**What to work on:** For this exercise, please find the lines in the entries that include the word "each" and copy them.

[Stored records]
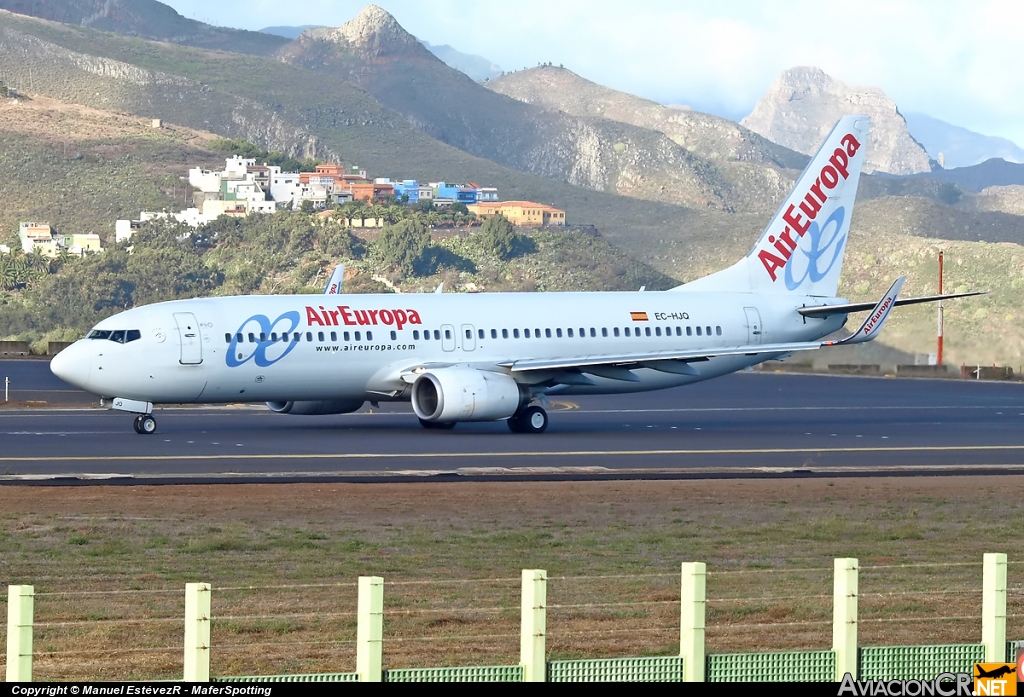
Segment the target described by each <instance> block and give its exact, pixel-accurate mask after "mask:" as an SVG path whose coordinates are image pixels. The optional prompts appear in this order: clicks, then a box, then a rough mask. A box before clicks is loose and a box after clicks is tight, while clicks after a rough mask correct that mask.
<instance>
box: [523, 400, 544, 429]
mask: <svg viewBox="0 0 1024 697" xmlns="http://www.w3.org/2000/svg"><path fill="white" fill-rule="evenodd" d="M518 422H519V428H521V429H522V431H520V433H544V432H545V431H547V430H548V412H547V411H545V410H544V409H543V408H541V407H540V406H527V407H526V408H524V409H523V410H522V412H521V413H520V415H519V419H518Z"/></svg>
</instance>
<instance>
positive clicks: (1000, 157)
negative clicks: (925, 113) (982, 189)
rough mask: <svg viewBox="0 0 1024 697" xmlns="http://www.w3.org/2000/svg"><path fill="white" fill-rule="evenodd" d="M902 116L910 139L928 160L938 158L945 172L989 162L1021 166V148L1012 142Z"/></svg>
mask: <svg viewBox="0 0 1024 697" xmlns="http://www.w3.org/2000/svg"><path fill="white" fill-rule="evenodd" d="M903 116H904V117H906V125H907V127H909V129H910V133H912V134H913V137H914V139H915V140H916V141H918V142H920V143H921V144H922V145H924V146H925V148H926V149H927V150H928V154H929V155H930V156H931V157H932V159H934V160H939V156H940V155H941V156H942V166H943V167H945V168H948V169H953V168H956V167H971V166H972V165H978V164H980V163H983V162H985V161H986V160H991V159H993V158H998V159H1001V160H1006V161H1007V162H1014V163H1024V148H1022V147H1020V146H1019V145H1018V144H1017V143H1015V142H1013V141H1012V140H1007V139H1006V138H999V137H996V136H991V135H982V134H981V133H975V132H974V131H969V130H968V129H966V128H961V127H959V126H953V125H952V124H948V123H946V122H945V121H941V120H939V119H934V118H932V117H930V116H927V115H925V114H915V113H911V112H907V113H906V114H904V115H903Z"/></svg>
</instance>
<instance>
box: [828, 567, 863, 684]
mask: <svg viewBox="0 0 1024 697" xmlns="http://www.w3.org/2000/svg"><path fill="white" fill-rule="evenodd" d="M833 568H834V577H833V651H835V652H836V682H842V681H843V677H844V676H845V674H846V673H848V672H849V673H850V674H851V676H853V678H856V677H857V594H858V591H857V560H856V559H852V558H844V559H836V560H834V567H833Z"/></svg>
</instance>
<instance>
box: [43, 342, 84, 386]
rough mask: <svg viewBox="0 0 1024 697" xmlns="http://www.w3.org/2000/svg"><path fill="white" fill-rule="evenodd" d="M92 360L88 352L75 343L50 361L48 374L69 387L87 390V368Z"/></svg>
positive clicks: (81, 345)
mask: <svg viewBox="0 0 1024 697" xmlns="http://www.w3.org/2000/svg"><path fill="white" fill-rule="evenodd" d="M91 362H92V358H91V356H90V355H89V351H88V350H87V349H86V347H85V346H83V345H82V342H81V341H77V342H75V343H74V344H72V345H71V346H69V347H68V348H66V349H65V350H63V351H61V352H60V353H58V354H56V355H55V356H53V358H52V359H51V360H50V372H51V373H52V374H53V375H55V376H56V377H57V378H59V379H60V380H62V381H65V382H66V383H68V384H69V385H74V386H75V387H77V388H80V389H83V390H85V389H88V387H87V385H88V382H89V367H90V364H91Z"/></svg>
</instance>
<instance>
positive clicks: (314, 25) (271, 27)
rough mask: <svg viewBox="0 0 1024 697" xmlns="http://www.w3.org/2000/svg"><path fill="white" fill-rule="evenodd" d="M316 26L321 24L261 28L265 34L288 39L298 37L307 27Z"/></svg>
mask: <svg viewBox="0 0 1024 697" xmlns="http://www.w3.org/2000/svg"><path fill="white" fill-rule="evenodd" d="M314 27H319V25H302V26H301V27H264V28H263V29H261V30H260V32H262V33H263V34H272V35H273V36H283V37H285V38H286V39H292V40H295V39H298V38H299V35H300V34H302V33H303V32H304V31H306V30H307V29H313V28H314Z"/></svg>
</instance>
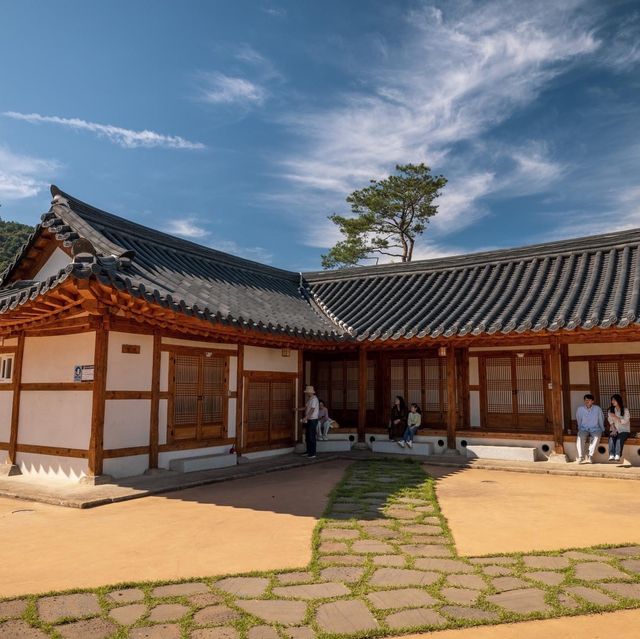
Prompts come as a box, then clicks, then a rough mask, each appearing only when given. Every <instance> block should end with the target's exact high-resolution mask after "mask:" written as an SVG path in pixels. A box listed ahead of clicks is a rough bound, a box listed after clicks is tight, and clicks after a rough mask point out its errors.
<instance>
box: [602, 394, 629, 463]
mask: <svg viewBox="0 0 640 639" xmlns="http://www.w3.org/2000/svg"><path fill="white" fill-rule="evenodd" d="M607 420H608V421H609V428H610V431H609V461H620V459H621V458H622V449H623V448H624V443H625V441H626V440H627V437H629V436H630V435H631V414H630V413H629V409H628V408H625V406H624V402H623V401H622V397H621V396H620V395H618V394H617V393H616V394H615V395H612V396H611V406H609V410H608V411H607Z"/></svg>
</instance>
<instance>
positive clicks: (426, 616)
mask: <svg viewBox="0 0 640 639" xmlns="http://www.w3.org/2000/svg"><path fill="white" fill-rule="evenodd" d="M385 621H386V622H387V625H388V626H389V627H390V628H393V629H394V630H398V629H400V628H411V627H414V626H440V625H442V624H444V623H447V620H446V619H445V618H444V617H443V616H442V615H439V614H438V613H437V612H436V611H435V610H429V609H428V608H416V609H414V610H403V611H402V612H396V613H394V614H392V615H389V616H388V617H387V618H386V620H385Z"/></svg>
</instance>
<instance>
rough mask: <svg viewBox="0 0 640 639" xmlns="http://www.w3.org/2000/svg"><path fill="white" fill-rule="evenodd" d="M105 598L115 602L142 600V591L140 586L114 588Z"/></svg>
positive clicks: (143, 596)
mask: <svg viewBox="0 0 640 639" xmlns="http://www.w3.org/2000/svg"><path fill="white" fill-rule="evenodd" d="M107 599H111V601H115V602H116V603H119V604H122V603H137V602H138V601H144V592H143V591H142V590H140V588H125V589H124V590H114V591H113V592H110V593H109V594H108V595H107Z"/></svg>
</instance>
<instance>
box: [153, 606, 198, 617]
mask: <svg viewBox="0 0 640 639" xmlns="http://www.w3.org/2000/svg"><path fill="white" fill-rule="evenodd" d="M188 612H189V608H187V607H186V606H183V605H182V604H160V605H159V606H156V607H155V608H153V609H152V610H151V612H150V613H149V621H175V620H176V619H180V618H181V617H184V616H185V615H186V614H187V613H188Z"/></svg>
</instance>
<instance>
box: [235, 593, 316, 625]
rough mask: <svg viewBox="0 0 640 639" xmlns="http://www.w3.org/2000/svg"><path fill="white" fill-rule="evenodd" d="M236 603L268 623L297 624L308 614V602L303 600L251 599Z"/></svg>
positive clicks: (260, 618) (303, 618)
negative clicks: (307, 607) (307, 603)
mask: <svg viewBox="0 0 640 639" xmlns="http://www.w3.org/2000/svg"><path fill="white" fill-rule="evenodd" d="M236 605H237V606H238V607H239V608H242V609H243V610H245V611H246V612H248V613H249V614H251V615H253V616H254V617H259V618H260V619H263V620H264V621H266V622H268V623H278V624H281V625H283V626H295V625H297V624H299V623H302V621H303V619H304V617H305V615H306V614H307V604H305V603H304V602H302V601H281V600H278V599H266V600H263V599H256V600H253V599H249V600H247V601H238V602H236Z"/></svg>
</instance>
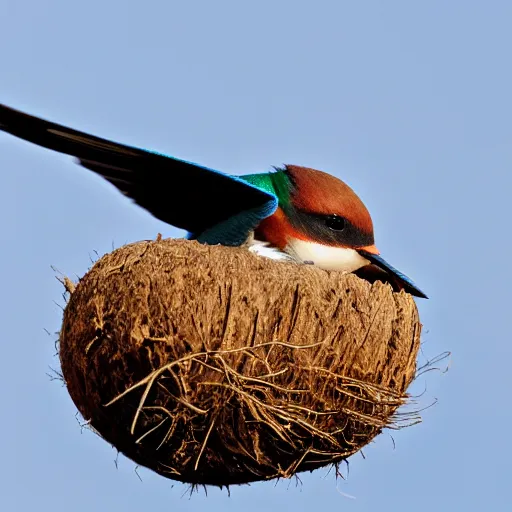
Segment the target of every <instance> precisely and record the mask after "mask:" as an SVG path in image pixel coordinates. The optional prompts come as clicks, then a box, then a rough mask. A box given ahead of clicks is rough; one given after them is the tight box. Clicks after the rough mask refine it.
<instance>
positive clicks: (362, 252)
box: [356, 245, 428, 299]
mask: <svg viewBox="0 0 512 512" xmlns="http://www.w3.org/2000/svg"><path fill="white" fill-rule="evenodd" d="M357 252H358V253H359V254H360V255H361V256H362V257H363V258H366V259H367V260H368V261H370V262H371V264H370V265H367V266H365V267H361V268H360V269H359V270H358V271H357V272H356V274H357V275H359V277H362V278H363V279H367V280H369V281H371V282H373V281H384V282H387V283H389V284H391V286H392V287H393V289H394V290H395V291H400V290H405V291H406V292H407V293H410V294H411V295H414V296H415V297H421V298H422V299H428V297H427V296H426V295H425V294H424V293H423V292H422V291H421V290H420V289H419V288H418V287H417V286H416V285H415V284H414V282H413V281H412V280H411V279H409V278H408V277H407V276H406V275H405V274H402V272H400V271H399V270H397V269H396V268H395V267H393V266H391V265H390V264H389V263H388V262H387V261H386V260H384V258H381V257H380V256H379V251H378V249H377V247H375V245H370V246H368V247H362V248H361V249H357ZM371 267H373V268H371ZM375 267H377V268H375Z"/></svg>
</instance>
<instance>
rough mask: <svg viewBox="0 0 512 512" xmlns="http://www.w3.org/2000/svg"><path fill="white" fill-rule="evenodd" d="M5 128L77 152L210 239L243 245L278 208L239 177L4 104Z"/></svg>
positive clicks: (184, 222)
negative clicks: (122, 141)
mask: <svg viewBox="0 0 512 512" xmlns="http://www.w3.org/2000/svg"><path fill="white" fill-rule="evenodd" d="M0 130H2V131H5V132H8V133H10V134H12V135H15V136H16V137H19V138H21V139H24V140H27V141H29V142H32V143H34V144H37V145H39V146H42V147H45V148H48V149H52V150H54V151H58V152H60V153H65V154H67V155H72V156H74V157H76V158H78V160H79V162H80V164H81V165H82V166H83V167H86V168H87V169H89V170H91V171H94V172H95V173H97V174H99V175H101V176H102V177H103V178H105V179H106V180H108V181H109V182H110V183H112V184H113V185H115V186H116V187H117V188H118V189H119V190H120V191H121V192H122V193H123V194H124V195H126V196H127V197H129V198H131V199H132V200H133V201H135V203H137V204H138V205H139V206H141V207H142V208H144V209H146V210H147V211H149V212H150V213H151V214H152V215H154V216H155V217H156V218H158V219H160V220H162V221H164V222H166V223H168V224H171V225H173V226H176V227H178V228H182V229H185V230H187V231H189V232H191V233H194V238H198V239H199V240H200V241H203V242H205V243H220V244H223V245H240V244H241V243H243V242H244V241H245V239H246V238H247V236H248V234H249V233H250V231H252V230H253V229H254V228H255V227H256V226H257V224H259V222H261V220H263V219H264V218H265V217H268V216H269V215H272V213H274V211H275V210H276V208H277V198H276V197H275V195H274V194H272V193H270V192H268V191H265V190H262V189H260V188H258V187H256V186H254V185H252V184H251V183H248V182H246V181H244V180H242V179H240V178H237V177H234V176H228V175H226V174H223V173H220V172H217V171H214V170H213V169H208V168H207V167H202V166H200V165H196V164H193V163H191V162H186V161H184V160H178V159H176V158H172V157H170V156H166V155H162V154H159V153H154V152H151V151H147V150H144V149H139V148H135V147H131V146H126V145H124V144H118V143H116V142H111V141H109V140H106V139H102V138H100V137H95V136H93V135H89V134H86V133H83V132H80V131H77V130H73V129H71V128H67V127H65V126H62V125H59V124H56V123H52V122H49V121H45V120H44V119H40V118H38V117H34V116H31V115H28V114H25V113H23V112H20V111H17V110H14V109H12V108H10V107H7V106H5V105H2V104H0Z"/></svg>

**Answer box:**
Segment the target described by each <instance> block and give its exact, pixel-accurate mask after "mask:" as an SVG path whose coordinates are image pixels. The optional prompts appear in this order: clicks, then a box, then a rough mask. A box before clicks is loose and a box after clicks is tight, while clicks after a rough mask correct that mask.
Prompts come as a box, then clicks, then a rough mask, each appearing only when given. Every <instance> block should end with the target's exact high-resolution mask after "mask:" written as an SVG path in pixels. A box listed ahead of clicks is a rough bound, a box listed after clicks is tight, and clicks after a rough mask point out its errors.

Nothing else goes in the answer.